Pull out each line of the items below that contains the string "target", treating uppercase and lowercase letters as different.

**SUPPLIED ENTRIES:**
· · · ·

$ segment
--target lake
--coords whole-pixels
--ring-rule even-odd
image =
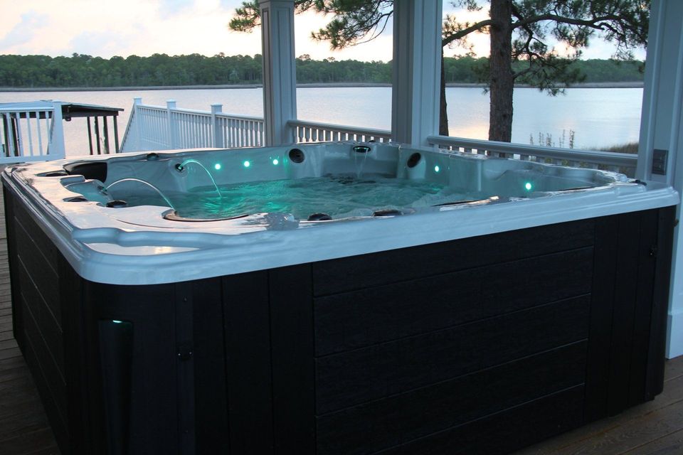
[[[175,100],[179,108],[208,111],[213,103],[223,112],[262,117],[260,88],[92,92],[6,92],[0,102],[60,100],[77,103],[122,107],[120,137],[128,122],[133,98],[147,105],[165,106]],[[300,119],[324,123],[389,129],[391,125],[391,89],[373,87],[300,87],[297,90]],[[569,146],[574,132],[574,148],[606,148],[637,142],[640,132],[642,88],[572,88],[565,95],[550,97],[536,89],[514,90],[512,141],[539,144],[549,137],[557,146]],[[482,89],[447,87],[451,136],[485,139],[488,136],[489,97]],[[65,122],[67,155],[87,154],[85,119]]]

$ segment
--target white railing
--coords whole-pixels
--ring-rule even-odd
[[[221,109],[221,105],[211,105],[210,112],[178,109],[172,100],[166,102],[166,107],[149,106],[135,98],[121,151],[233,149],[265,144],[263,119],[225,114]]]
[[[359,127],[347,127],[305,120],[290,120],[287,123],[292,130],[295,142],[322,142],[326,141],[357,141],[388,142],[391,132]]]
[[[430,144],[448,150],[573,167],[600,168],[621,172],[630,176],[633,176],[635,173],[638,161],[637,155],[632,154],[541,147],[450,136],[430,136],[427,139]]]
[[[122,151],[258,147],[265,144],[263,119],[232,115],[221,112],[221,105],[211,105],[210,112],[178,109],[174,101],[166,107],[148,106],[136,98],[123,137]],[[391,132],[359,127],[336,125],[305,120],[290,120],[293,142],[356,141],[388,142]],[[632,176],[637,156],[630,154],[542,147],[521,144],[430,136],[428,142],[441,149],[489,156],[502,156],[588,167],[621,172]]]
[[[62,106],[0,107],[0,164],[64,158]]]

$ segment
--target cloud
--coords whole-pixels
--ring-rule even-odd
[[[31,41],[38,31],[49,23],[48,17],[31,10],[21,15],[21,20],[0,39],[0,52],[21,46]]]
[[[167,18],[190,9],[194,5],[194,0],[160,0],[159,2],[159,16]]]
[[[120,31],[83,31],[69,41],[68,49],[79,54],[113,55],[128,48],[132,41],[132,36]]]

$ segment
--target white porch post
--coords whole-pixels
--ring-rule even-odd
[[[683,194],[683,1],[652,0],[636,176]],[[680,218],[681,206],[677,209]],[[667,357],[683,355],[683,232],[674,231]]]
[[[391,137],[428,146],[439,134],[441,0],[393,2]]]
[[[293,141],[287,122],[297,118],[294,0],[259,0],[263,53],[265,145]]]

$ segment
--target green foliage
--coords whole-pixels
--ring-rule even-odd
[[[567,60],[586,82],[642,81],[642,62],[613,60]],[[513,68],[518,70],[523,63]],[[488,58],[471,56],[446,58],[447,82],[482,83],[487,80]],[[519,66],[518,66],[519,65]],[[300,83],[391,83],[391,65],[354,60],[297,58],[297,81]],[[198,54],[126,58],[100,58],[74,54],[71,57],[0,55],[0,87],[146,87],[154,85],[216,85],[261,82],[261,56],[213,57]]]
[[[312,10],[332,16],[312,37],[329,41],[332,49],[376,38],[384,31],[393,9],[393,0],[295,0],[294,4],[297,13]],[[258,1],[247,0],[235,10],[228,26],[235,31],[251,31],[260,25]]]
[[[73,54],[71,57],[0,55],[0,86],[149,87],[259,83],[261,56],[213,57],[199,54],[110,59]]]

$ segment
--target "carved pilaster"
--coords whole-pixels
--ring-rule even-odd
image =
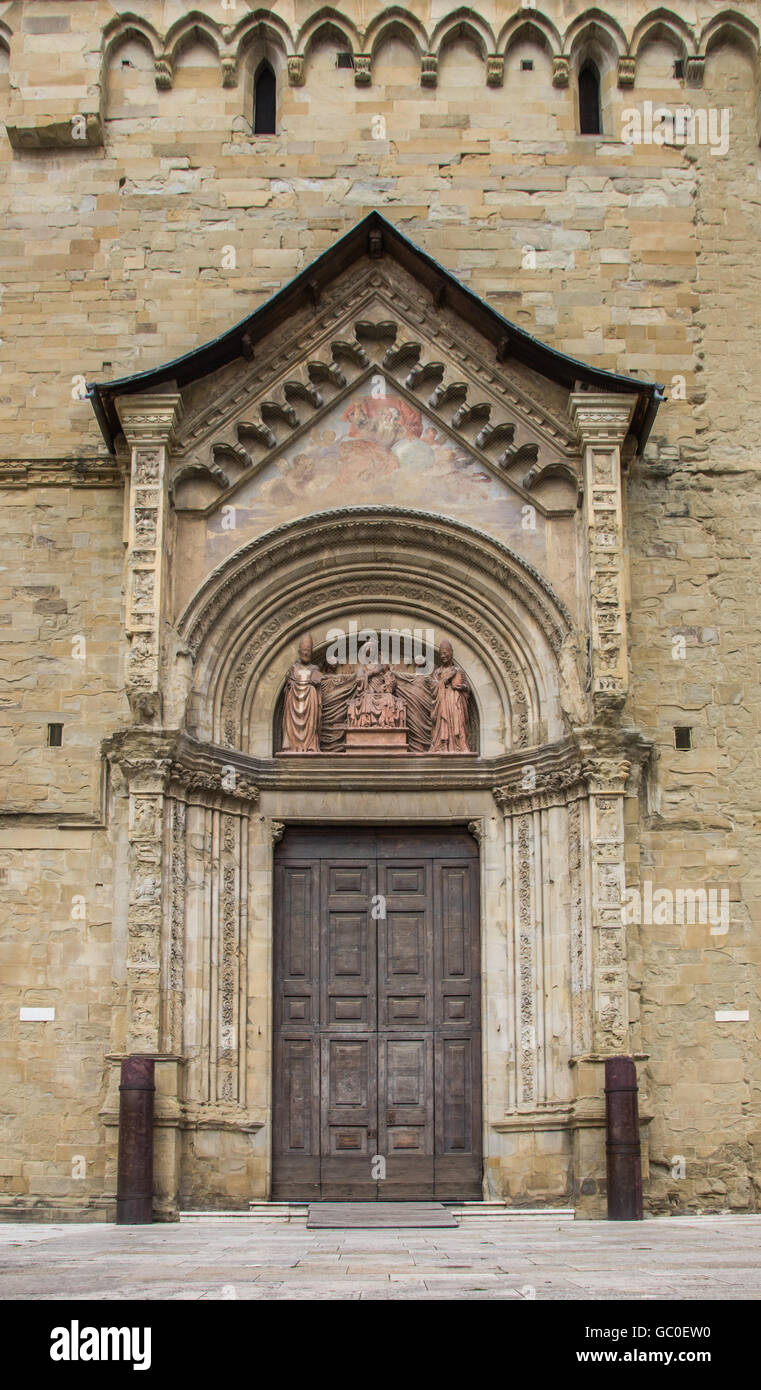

· · · ·

**SOLUTION TO THIS PROBLEM:**
--target lake
--target white railing
--target cloud
--target white porch post
--target green foliage
--target "carved pilaster"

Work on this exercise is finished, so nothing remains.